(What the task asks): Leave out the pictures and copy everything else in the records exactly.

Records shown Block Start

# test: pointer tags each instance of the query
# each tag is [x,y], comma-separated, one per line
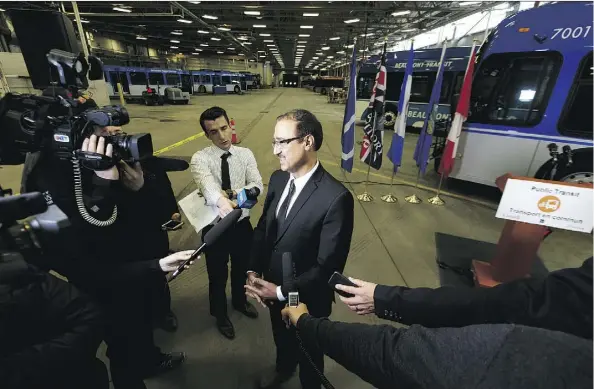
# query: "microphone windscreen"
[223,225]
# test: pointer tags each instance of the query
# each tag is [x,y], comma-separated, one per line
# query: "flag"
[397,147]
[426,137]
[348,124]
[449,153]
[372,147]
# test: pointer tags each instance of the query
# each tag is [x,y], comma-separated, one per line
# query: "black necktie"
[225,177]
[282,212]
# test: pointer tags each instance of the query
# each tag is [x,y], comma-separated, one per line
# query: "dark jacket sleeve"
[335,243]
[77,332]
[561,302]
[417,357]
[258,258]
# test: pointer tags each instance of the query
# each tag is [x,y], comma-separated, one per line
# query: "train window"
[514,88]
[172,78]
[393,85]
[420,90]
[156,78]
[576,119]
[138,78]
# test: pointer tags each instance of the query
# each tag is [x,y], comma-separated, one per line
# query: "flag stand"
[436,200]
[390,198]
[414,199]
[365,197]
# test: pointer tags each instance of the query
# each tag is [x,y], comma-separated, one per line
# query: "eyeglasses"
[284,142]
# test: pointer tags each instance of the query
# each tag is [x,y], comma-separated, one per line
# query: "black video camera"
[40,224]
[57,121]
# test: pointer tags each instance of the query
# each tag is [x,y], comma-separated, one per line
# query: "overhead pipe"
[229,37]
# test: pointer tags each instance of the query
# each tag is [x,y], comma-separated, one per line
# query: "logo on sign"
[549,204]
[61,138]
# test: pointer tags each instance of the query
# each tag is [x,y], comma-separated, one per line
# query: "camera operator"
[116,261]
[504,356]
[49,332]
[560,302]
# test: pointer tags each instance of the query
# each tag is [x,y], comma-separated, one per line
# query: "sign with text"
[548,204]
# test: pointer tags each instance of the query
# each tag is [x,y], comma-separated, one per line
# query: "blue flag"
[397,146]
[348,126]
[426,137]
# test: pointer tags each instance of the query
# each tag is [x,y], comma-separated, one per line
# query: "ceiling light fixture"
[400,13]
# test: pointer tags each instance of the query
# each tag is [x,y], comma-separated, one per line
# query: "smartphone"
[172,225]
[338,278]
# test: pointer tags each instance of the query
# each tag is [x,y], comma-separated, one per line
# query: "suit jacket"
[317,232]
[560,302]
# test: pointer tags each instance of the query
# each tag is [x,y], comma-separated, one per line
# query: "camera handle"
[80,204]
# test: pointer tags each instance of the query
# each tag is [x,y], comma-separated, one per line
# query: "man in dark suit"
[308,213]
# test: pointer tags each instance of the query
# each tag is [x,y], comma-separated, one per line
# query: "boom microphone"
[247,198]
[209,239]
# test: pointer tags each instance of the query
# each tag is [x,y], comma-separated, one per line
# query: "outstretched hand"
[362,303]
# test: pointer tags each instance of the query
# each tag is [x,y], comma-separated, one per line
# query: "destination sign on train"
[567,207]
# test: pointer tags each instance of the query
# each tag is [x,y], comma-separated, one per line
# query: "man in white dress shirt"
[220,172]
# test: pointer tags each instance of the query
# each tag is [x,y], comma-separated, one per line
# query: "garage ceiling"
[289,34]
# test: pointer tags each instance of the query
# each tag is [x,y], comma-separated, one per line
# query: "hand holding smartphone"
[338,278]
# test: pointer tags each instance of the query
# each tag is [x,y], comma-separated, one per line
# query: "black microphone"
[209,238]
[289,279]
[247,198]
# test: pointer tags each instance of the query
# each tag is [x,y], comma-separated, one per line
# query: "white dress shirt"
[299,185]
[243,171]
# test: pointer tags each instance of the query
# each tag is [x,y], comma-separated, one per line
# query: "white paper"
[548,204]
[196,211]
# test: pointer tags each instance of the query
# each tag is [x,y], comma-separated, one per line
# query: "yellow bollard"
[121,93]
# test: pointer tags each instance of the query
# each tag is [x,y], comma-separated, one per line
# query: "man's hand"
[362,303]
[294,313]
[94,145]
[173,261]
[225,206]
[250,282]
[132,177]
[263,289]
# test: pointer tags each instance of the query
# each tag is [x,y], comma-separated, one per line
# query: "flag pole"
[390,198]
[436,200]
[414,199]
[365,196]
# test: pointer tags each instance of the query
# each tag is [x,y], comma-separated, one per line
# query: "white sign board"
[552,205]
[196,211]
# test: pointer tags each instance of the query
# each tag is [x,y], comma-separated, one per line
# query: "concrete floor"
[392,243]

Records shown Block End

(Response):
# test: pointer tags each instance of the query
# each tag is [x,y], comma-separated, one per line
# query: "microphone windscreen"
[223,225]
# test: pointer tags each instance of the query
# each tag is [x,y], comma-separated, one per line
# query: "flag"
[397,147]
[426,137]
[348,124]
[449,153]
[372,147]
# test: pointer tags each instance of the query
# each tag is [x,y], comma-separated, one per line
# query: "black necktie"
[225,177]
[282,212]
# test: pointer tags each instance of the query
# each tag is [x,y], comma-separated, one per line
# query: "dark jacket sleeve"
[335,243]
[77,332]
[561,302]
[417,357]
[258,258]
# test: pointer tags each instance of the query
# each tag is [x,y], comma-separated, one per line
# query: "train window"
[514,88]
[172,78]
[393,85]
[420,90]
[156,78]
[576,119]
[138,78]
# test: pointer tags each instance of the query
# each tag is [x,y], comma-separated, one per line
# query: "flag stand"
[436,200]
[390,198]
[414,199]
[365,197]
# test: pointer tags each instance of the query
# each tag is [x,y], comma-separated, one per line
# query: "eyeglasses"
[284,142]
# test: pointer tags each instance of the query
# each tag is [x,y], comma-separated, one per line
# query: "black video camera"
[40,224]
[57,121]
# test: pointer tags each instance of the query
# each tag is [x,y], comma-separated, one per line
# query: "overhead pipe"
[229,37]
# test: pointer tags each instance of the query
# each tag is [x,y], comma-separated, one per line
# query: "logo on sign"
[549,204]
[61,138]
# test: pointer tags each instance of the query
# each tag is [x,y], comma-separated, one per line
# query: "camera operator"
[116,261]
[504,356]
[49,332]
[560,302]
# test: pointer tags each instance of the query
# each tag is [x,y], comma-separated, one per line
# query: "sign with text"
[548,204]
# test: pointer tags each instance of the query
# each tag is [x,y], comma-separated, one per line
# query: "blue flag"
[397,146]
[348,126]
[426,137]
# test: pointer tags each instance of the query
# each tag is [x,y], comma-separated, one per line
# query: "ceiling light fixture"
[400,13]
# test: pointer tags each instance of the query
# each tag is [x,y], comma-separated, one per line
# query: "smartphone"
[172,225]
[338,278]
# test: pointer tags each instance of the query
# each tag is [x,y], comma-separated, one per line
# query: "suit jacket"
[317,232]
[560,302]
# test: pointer tags each instance of the query
# each tag is [x,y], comma-separated, one per line
# query: "camera handle"
[80,204]
# test: pointer tags each instance of the query
# each tag is [x,y], comma-separated, one per line
# query: "man in dark suit"
[308,213]
# test: pointer tags each instance of the query
# each tag is [x,y], comma-separated, one per line
# query: "boom microphone"
[247,198]
[209,239]
# test: pointer tags each instance of the query
# each tag is [x,y], comma-separated, one per line
# query: "outstretched hand"
[362,303]
# test: pointer tags each instance of the query
# each tag is [x,y], comma-separated, one per line
# query: "destination sign on train"
[567,207]
# test: pointer tags each instance of the query
# each tag is [x,y], comma-separated, one per line
# query: "man in white dress shirt"
[220,172]
# test: pointer tags each instance of the query
# each tag is [x,y], comma-separated, one per line
# query: "garage ceiling"
[289,34]
# test: pointer tags each instance of the query
# each tag is [x,y], comma-separated, one per line
# query: "hand holding smartphone"
[338,278]
# test: pointer tags each instance of the query
# each tag is [x,y], comma-separated, one per line
# query: "black microphone"
[209,238]
[289,279]
[247,198]
# test: pointer tags each instance of the query
# each tag is [x,y], comma-separated, one per line
# query: "white dress shirt"
[299,185]
[243,171]
# test: pointer tags each instance of the query
# each tag is [x,y], comma-separated, one per line
# query: "white paper"
[548,204]
[196,211]
# test: pointer tags each instance of the query
# each tag is [x,y], comma-separated, one per line
# query: "yellow bollard"
[121,93]
# test: pointer tags each instance of the query
# each tag is [x,y], comma-separated, one per line
# query: "man's hand"
[362,303]
[294,313]
[94,145]
[173,261]
[225,206]
[250,282]
[132,177]
[263,289]
# test: pointer tags each instance of the query
# each tag is [x,y], comma-separated, one per line
# query: "flag pole"
[390,198]
[436,200]
[414,199]
[365,196]
# test: pointer tags each instance of the query
# each tag is [x,y], comma-separated, one per line
# query: "white sign board"
[552,205]
[196,211]
# test: pointer tags each instance of the query
# each tag is [x,y], comma-separated, one per line
# query: "concrete floor"
[392,243]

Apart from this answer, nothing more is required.